■ What the task requires
In the text about group art projects below, where does the summer landscape picture hang?

■ Text passage

↓

Last night it was important for us to produce a pleasing work of art as we had decided that it was to be a present a lot of care was taken because we all really like the person with the birthday.
I have put in some photos above of other group projects.
Bee: this was done to encourage a new client to communicate with me and to learn how to use different methods to make marks. The clients care was present which meant I had someone through whom I could demonstrate what was “allowed” on the canvas. I would paint spots on a piece of yellow that the carer had painted to show that it was Ok to do this. If the client completely painted over a piece of my work the carer did the same on a piece the client had done to help the process of learning what this felt like. The dynamics of the session can be seen in the painting and after this session, it was the third of almost one hundred, the client began to come to the sessions alone, unaccompanied by the carer.
Summer landscape: this was produced for the centre by a group of children who had been in parent and child groups, kindergarten and pre-school groups and now came together less regularly because of starting school. We produced this picture one summer. We all sat around a huge table for an hour every day and worked on individual sections of it, but together. Deciding together who would paint clouds. who would do the sun, who would make birds and who would paint flowers. It hangs in the hall and ten years on some of the children still see it and recognise their work and that of their neighbours.

↑

■ Data section
↓

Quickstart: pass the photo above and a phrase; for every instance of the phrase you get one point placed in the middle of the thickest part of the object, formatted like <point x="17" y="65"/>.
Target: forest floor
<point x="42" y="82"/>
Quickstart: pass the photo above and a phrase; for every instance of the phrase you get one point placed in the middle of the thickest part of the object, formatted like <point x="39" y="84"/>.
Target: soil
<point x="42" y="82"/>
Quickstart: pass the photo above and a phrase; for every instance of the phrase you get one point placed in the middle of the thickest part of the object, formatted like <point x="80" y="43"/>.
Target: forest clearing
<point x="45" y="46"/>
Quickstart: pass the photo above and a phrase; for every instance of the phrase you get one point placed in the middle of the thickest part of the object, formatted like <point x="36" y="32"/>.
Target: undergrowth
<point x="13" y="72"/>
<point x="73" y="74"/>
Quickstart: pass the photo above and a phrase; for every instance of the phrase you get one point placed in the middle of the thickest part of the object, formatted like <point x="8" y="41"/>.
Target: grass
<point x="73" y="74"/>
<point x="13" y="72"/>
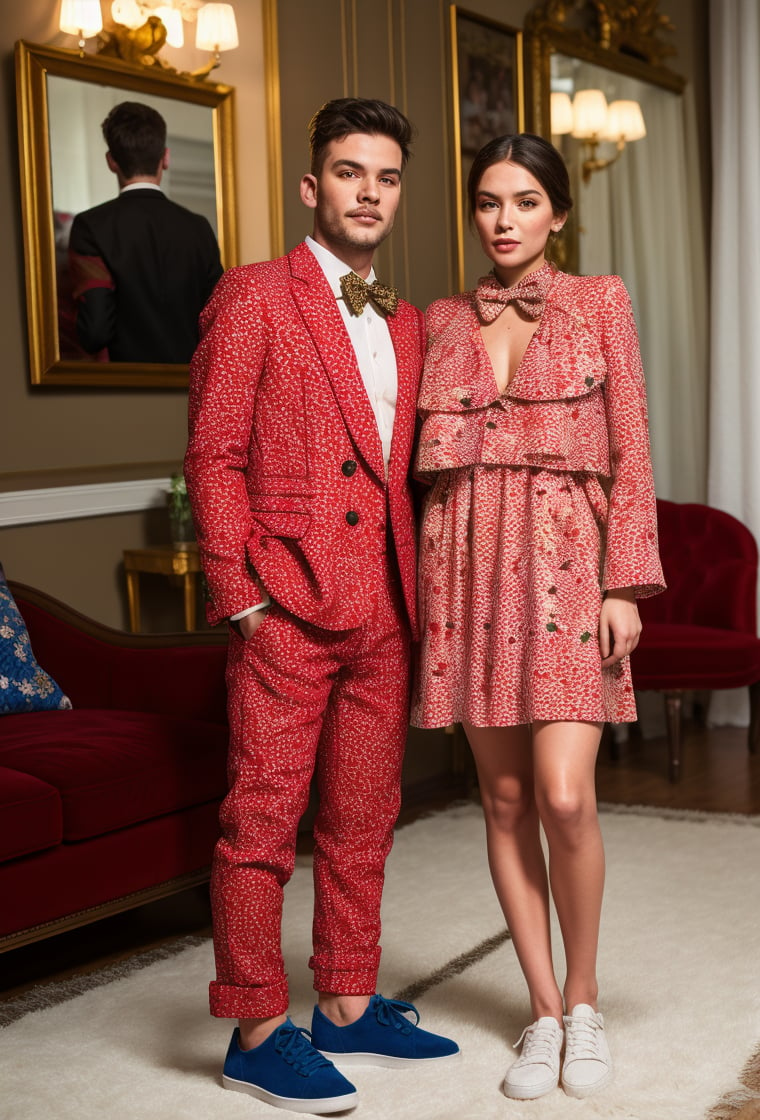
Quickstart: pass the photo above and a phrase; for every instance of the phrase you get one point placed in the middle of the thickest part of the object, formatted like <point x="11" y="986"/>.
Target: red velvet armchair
<point x="115" y="802"/>
<point x="701" y="633"/>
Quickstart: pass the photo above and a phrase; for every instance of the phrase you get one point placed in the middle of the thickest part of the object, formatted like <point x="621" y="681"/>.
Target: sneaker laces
<point x="391" y="1014"/>
<point x="540" y="1046"/>
<point x="294" y="1045"/>
<point x="582" y="1038"/>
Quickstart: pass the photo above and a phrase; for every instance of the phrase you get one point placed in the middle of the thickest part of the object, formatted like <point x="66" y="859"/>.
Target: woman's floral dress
<point x="542" y="498"/>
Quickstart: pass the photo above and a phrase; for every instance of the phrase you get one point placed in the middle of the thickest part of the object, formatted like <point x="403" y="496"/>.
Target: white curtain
<point x="734" y="392"/>
<point x="643" y="220"/>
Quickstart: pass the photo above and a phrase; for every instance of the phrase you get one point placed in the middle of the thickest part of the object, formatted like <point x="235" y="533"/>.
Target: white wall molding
<point x="68" y="503"/>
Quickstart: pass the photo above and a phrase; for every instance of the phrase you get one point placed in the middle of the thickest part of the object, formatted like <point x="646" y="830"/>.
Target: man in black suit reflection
<point x="142" y="267"/>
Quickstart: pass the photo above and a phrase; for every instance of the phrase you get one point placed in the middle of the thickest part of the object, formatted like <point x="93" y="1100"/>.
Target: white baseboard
<point x="67" y="503"/>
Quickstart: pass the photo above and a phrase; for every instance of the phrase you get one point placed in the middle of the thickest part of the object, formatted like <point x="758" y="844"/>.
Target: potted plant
<point x="180" y="519"/>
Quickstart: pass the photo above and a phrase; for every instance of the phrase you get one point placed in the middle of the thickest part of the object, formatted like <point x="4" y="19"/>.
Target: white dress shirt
<point x="375" y="357"/>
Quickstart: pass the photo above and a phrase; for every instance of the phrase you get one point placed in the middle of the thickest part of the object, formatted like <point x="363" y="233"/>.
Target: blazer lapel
<point x="406" y="346"/>
<point x="321" y="317"/>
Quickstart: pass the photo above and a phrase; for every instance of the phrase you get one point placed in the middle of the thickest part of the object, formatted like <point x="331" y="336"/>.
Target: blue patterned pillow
<point x="24" y="686"/>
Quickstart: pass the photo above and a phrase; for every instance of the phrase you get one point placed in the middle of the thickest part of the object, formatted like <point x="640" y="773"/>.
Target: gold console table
<point x="183" y="566"/>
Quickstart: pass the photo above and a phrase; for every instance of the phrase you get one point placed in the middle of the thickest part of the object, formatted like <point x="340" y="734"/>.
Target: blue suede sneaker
<point x="383" y="1036"/>
<point x="288" y="1072"/>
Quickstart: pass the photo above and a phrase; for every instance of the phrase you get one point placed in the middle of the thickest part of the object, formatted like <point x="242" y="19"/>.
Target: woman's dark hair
<point x="339" y="118"/>
<point x="137" y="138"/>
<point x="536" y="155"/>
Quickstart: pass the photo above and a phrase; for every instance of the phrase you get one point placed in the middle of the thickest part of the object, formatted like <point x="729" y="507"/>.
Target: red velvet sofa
<point x="113" y="803"/>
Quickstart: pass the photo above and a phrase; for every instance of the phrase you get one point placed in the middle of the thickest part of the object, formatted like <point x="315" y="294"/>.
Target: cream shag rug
<point x="678" y="971"/>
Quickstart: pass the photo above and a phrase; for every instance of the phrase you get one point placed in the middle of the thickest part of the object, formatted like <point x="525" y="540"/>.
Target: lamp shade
<point x="81" y="17"/>
<point x="127" y="12"/>
<point x="561" y="114"/>
<point x="172" y="20"/>
<point x="625" y="121"/>
<point x="589" y="113"/>
<point x="216" y="27"/>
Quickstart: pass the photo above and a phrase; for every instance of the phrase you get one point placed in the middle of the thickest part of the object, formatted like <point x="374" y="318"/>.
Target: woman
<point x="538" y="534"/>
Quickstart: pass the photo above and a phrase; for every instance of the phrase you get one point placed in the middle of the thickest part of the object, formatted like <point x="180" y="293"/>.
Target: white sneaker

↑

■ Output for this exercise
It hangs in the hall.